#### [Supplied data]
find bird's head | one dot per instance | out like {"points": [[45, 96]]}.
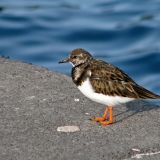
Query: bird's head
{"points": [[77, 57]]}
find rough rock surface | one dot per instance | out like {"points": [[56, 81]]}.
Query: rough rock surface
{"points": [[34, 102]]}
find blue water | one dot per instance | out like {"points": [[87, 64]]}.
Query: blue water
{"points": [[125, 33]]}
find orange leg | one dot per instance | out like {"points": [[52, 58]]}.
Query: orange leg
{"points": [[110, 121], [103, 118]]}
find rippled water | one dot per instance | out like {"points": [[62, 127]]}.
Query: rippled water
{"points": [[125, 33]]}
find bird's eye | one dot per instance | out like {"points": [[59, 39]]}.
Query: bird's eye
{"points": [[74, 56]]}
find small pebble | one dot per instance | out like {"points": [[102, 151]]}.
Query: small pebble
{"points": [[135, 149], [68, 129]]}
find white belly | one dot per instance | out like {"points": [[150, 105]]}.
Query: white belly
{"points": [[89, 92]]}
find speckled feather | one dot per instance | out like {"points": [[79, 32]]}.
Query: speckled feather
{"points": [[105, 78]]}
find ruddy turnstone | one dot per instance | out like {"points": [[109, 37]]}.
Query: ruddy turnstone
{"points": [[104, 83]]}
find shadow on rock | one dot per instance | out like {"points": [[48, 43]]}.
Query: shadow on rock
{"points": [[135, 107]]}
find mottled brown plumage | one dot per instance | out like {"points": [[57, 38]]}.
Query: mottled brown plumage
{"points": [[104, 83], [104, 77]]}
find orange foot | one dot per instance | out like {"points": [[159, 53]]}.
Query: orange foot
{"points": [[108, 114]]}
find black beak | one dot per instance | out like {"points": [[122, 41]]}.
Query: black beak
{"points": [[64, 60]]}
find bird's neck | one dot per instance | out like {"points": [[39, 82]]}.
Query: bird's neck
{"points": [[78, 73]]}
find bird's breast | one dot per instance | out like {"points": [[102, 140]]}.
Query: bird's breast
{"points": [[87, 89]]}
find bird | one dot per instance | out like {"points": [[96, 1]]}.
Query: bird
{"points": [[104, 83]]}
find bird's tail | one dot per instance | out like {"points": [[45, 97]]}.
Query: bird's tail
{"points": [[146, 94]]}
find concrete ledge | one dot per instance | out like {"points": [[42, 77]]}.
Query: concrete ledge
{"points": [[34, 102]]}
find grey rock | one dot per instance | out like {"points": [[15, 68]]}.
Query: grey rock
{"points": [[34, 102]]}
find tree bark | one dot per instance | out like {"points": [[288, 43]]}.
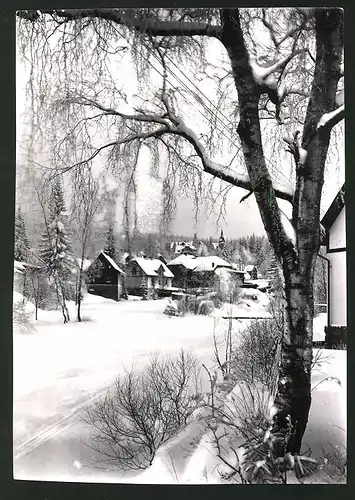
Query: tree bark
{"points": [[298, 258]]}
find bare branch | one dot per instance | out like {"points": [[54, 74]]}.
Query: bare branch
{"points": [[329, 120], [142, 25]]}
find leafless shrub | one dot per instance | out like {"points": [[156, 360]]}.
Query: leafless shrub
{"points": [[256, 356], [333, 464], [21, 318], [205, 307], [143, 410], [171, 309]]}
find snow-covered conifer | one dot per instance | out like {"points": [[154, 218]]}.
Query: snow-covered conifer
{"points": [[22, 243]]}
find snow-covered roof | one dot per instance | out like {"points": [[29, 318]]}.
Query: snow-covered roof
{"points": [[210, 263], [188, 261], [151, 266], [86, 263], [112, 262], [19, 267], [249, 267]]}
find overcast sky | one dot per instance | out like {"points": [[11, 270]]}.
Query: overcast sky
{"points": [[241, 219]]}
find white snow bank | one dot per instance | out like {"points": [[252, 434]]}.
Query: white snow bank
{"points": [[327, 426], [319, 323]]}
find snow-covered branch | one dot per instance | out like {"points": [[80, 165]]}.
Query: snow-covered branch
{"points": [[260, 73], [329, 120], [217, 170], [143, 25], [173, 125]]}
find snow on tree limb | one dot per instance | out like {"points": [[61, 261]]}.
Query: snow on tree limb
{"points": [[288, 227], [261, 73], [175, 126], [329, 120], [142, 25]]}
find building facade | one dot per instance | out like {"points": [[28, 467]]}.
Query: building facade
{"points": [[334, 222]]}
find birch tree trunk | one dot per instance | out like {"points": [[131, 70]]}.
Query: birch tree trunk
{"points": [[298, 258]]}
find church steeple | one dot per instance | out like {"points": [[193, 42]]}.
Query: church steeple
{"points": [[222, 241]]}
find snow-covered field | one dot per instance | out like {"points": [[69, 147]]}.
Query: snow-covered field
{"points": [[58, 369]]}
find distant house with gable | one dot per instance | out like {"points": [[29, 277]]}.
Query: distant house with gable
{"points": [[105, 278], [153, 273], [252, 272], [334, 223], [200, 272]]}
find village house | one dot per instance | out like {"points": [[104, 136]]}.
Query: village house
{"points": [[252, 272], [334, 224], [105, 278], [23, 271], [150, 273], [200, 272]]}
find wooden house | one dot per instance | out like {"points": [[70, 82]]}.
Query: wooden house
{"points": [[23, 272], [197, 272], [150, 273], [335, 241], [105, 278], [251, 271]]}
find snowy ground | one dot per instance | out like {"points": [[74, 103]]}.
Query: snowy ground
{"points": [[59, 369]]}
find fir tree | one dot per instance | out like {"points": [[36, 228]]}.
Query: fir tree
{"points": [[210, 247], [110, 245], [22, 243], [55, 250]]}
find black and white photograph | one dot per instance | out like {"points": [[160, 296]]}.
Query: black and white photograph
{"points": [[179, 266]]}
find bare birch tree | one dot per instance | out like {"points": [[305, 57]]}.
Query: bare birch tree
{"points": [[281, 89], [85, 204]]}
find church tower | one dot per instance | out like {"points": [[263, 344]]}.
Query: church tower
{"points": [[222, 241]]}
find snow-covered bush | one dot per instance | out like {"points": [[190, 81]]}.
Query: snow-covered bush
{"points": [[144, 291], [257, 353], [143, 410], [21, 318], [171, 309], [205, 307]]}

#### [Objective]
Set the listing down in full and exactly. Pictures within it should not appear in the copy.

#### [The completed task]
find bird's head | one dot per instance | out like {"points": [[45, 96]]}.
Query: bird's head
{"points": [[77, 57]]}
find rough rock surface | one dot per instance | out like {"points": [[56, 81]]}.
Query: rough rock surface
{"points": [[34, 102]]}
find blue water | one dot per instance | out like {"points": [[87, 64]]}.
Query: blue water
{"points": [[125, 33]]}
find orange leg | one dot per instance | out like {"points": [[52, 58]]}.
Query: orange leg
{"points": [[110, 121], [103, 118]]}
find rippled water | one dot per instance | out like {"points": [[62, 127]]}.
Query: rippled water
{"points": [[125, 33]]}
find bird's eye | one dot per instance | out like {"points": [[59, 39]]}.
Query: bird's eye
{"points": [[74, 56]]}
find small pebble | one dot per instance | out like {"points": [[102, 151]]}.
Query: small pebble
{"points": [[135, 149], [68, 129]]}
find white belly | one dot per instance | out like {"points": [[150, 105]]}.
Query: white belly
{"points": [[89, 92]]}
find speckled feather | one dot per instance | out like {"points": [[79, 32]]}.
Query: speckled feather
{"points": [[105, 78]]}
find ruddy turnstone | one dot per instance | out like {"points": [[109, 37]]}.
Query: ruddy turnstone
{"points": [[104, 83]]}
find shadow on rock | one dot per instance | out like {"points": [[48, 43]]}.
Query: shadow on rock
{"points": [[135, 107]]}
find mottled brown plumage | one dot per instance | out like {"points": [[57, 38]]}.
Query: mottled brown plumage
{"points": [[104, 83], [104, 77]]}
find orange foot | one dot per instance | out like {"points": [[159, 53]]}.
Query: orange foot
{"points": [[108, 114]]}
find black beak | one dot per instance | out like {"points": [[122, 41]]}.
Query: black beak
{"points": [[64, 60]]}
find bird's neck | one dot per instance | out like {"points": [[39, 82]]}.
Query: bird's neck
{"points": [[78, 73]]}
find bird's breast | one dot per instance | out like {"points": [[102, 140]]}.
Query: bird's breast
{"points": [[87, 89]]}
find bird | one dot per instance | out like {"points": [[96, 1]]}.
Query: bird
{"points": [[104, 83]]}
find bird's tail | one dot per instance | out like {"points": [[45, 97]]}.
Query: bird's tail
{"points": [[146, 94]]}
find concrete ledge | one dot per instance | out like {"points": [[42, 77]]}.
Query: concrete ledge
{"points": [[34, 102]]}
find grey rock | one dot per instance | out like {"points": [[15, 68]]}.
Query: grey rock
{"points": [[34, 102]]}
find tree bark | one dot per instance | out like {"points": [[288, 43]]}.
Query: tree bark
{"points": [[298, 258]]}
find bare branch | one dot per instance | out like {"points": [[54, 74]]}.
Query: bare branch
{"points": [[329, 120], [142, 25]]}
find leafless shrub | one dot per instance | out like {"points": [[156, 360]]}.
Query: leafless shrub
{"points": [[256, 356], [333, 464], [21, 318], [205, 307], [143, 410], [171, 309]]}
find snow-covered conifer | one dot per instance | out like {"points": [[154, 218]]}.
Query: snow-covered conifer
{"points": [[22, 243]]}
find snow-covered roof | one dot per instance | out like {"points": [[29, 318]]}.
Query: snow-covered roof
{"points": [[210, 263], [188, 261], [151, 266], [86, 263], [112, 262], [19, 267], [249, 267]]}
find overcast sky | one dot per instance | out like {"points": [[11, 270]]}.
Query: overcast sky
{"points": [[241, 219]]}
find white snow bank | one dot per instance | out like {"points": [[252, 434]]}.
Query: white snow bank
{"points": [[327, 426], [319, 323]]}
find snow-covered branch | one dot per instance | out like {"points": [[80, 165]]}.
Query: snow-covered branch
{"points": [[260, 73], [329, 120], [217, 170], [143, 25], [173, 125]]}
find snow on tree limb | one dot per instance | out like {"points": [[61, 261]]}.
Query: snow on tree limb
{"points": [[288, 227], [261, 73], [175, 126], [329, 120], [142, 25]]}
find building facade | one dot per instance | out like {"points": [[28, 467]]}.
Query: building facade
{"points": [[334, 222]]}
find birch tree trunk | one dot per instance | out like {"points": [[131, 70]]}.
Query: birch tree trunk
{"points": [[298, 258]]}
find church steeple | one dot per instance | out like {"points": [[193, 42]]}.
Query: church steeple
{"points": [[222, 241]]}
find snow-covered field | one dot per instance | out like {"points": [[69, 147]]}.
Query: snow-covered field
{"points": [[58, 369]]}
find distant house with gable | one dot per instance | out like {"points": [[29, 277]]}.
Query: distant house with gable
{"points": [[105, 278], [153, 273], [252, 272], [334, 223], [200, 272]]}
find village house | one dot per instance | out like {"points": [[104, 136]]}.
Query: village house
{"points": [[252, 272], [334, 224], [105, 278], [23, 271], [150, 273], [200, 272]]}
find wooden house | one dot per instance | out like {"points": [[70, 82]]}.
Query: wooden house
{"points": [[23, 272], [197, 272], [150, 273], [335, 241], [105, 278], [251, 271]]}
find snowy ground | one dot per instance | out like {"points": [[74, 103]]}.
Query: snowy ground
{"points": [[59, 369]]}
find fir tree | one dot per instance | out like {"points": [[36, 228]]}.
Query: fir tree
{"points": [[210, 247], [110, 245], [22, 243], [55, 250]]}
find black and white photograph | one dot per instance | out like {"points": [[160, 296]]}.
Query: black and white photograph
{"points": [[179, 266]]}
find bare birch tree | one dot per instance | out like {"points": [[305, 57]]}.
Query: bare birch tree
{"points": [[281, 89], [85, 204]]}
find church tower | one dot per instance | out like {"points": [[263, 344]]}.
Query: church tower
{"points": [[222, 241]]}
find snow-covered bush | one dot per instance | out like {"points": [[190, 81]]}.
Query: snow-covered bush
{"points": [[144, 291], [257, 353], [143, 410], [21, 318], [171, 309], [205, 307]]}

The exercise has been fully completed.